## What to produce
Once the pictures are set aside, transcribe each line of the data exactly.

## Saved entries

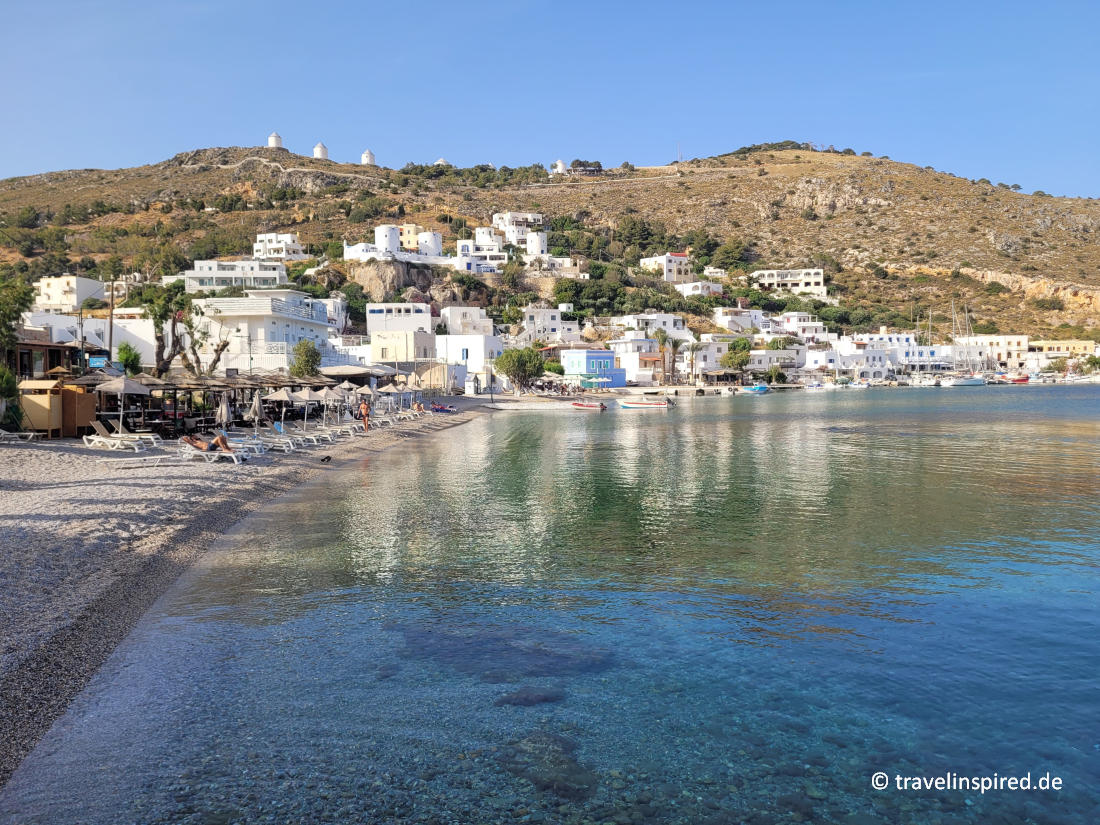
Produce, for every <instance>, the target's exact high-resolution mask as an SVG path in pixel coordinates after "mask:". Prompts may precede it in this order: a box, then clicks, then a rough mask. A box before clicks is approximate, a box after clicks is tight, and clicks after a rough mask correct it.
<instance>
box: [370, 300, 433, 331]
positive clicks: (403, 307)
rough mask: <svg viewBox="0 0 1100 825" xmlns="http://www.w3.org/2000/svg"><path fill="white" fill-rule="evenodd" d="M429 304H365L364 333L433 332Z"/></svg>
mask: <svg viewBox="0 0 1100 825" xmlns="http://www.w3.org/2000/svg"><path fill="white" fill-rule="evenodd" d="M434 327H436V324H434V322H433V321H432V318H431V306H430V305H429V304H405V303H399V301H398V303H392V304H367V305H366V331H367V334H370V335H373V334H374V333H375V332H410V331H412V330H420V331H421V332H434Z"/></svg>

## Solution
Produce, for every <instance>, the target's exact high-resolution mask as an SVG path in pixel coordinates after "mask:". Prompts may precede it in this order: a box, then clicks, then a rough mask. A box before clicks is approximate, a box after clicks is tight, and clicks after a rough mask correct it.
<instance>
box: [370, 300, 433, 331]
positive clicks: (403, 307)
rough mask: <svg viewBox="0 0 1100 825" xmlns="http://www.w3.org/2000/svg"><path fill="white" fill-rule="evenodd" d="M429 304H365L364 333L433 332Z"/></svg>
mask: <svg viewBox="0 0 1100 825" xmlns="http://www.w3.org/2000/svg"><path fill="white" fill-rule="evenodd" d="M434 327H436V324H434V322H433V321H432V318H431V306H430V305H429V304H405V303H399V301H398V303H392V304H367V305H366V331H367V334H370V335H373V334H374V333H375V332H410V331H412V330H420V331H421V332H434Z"/></svg>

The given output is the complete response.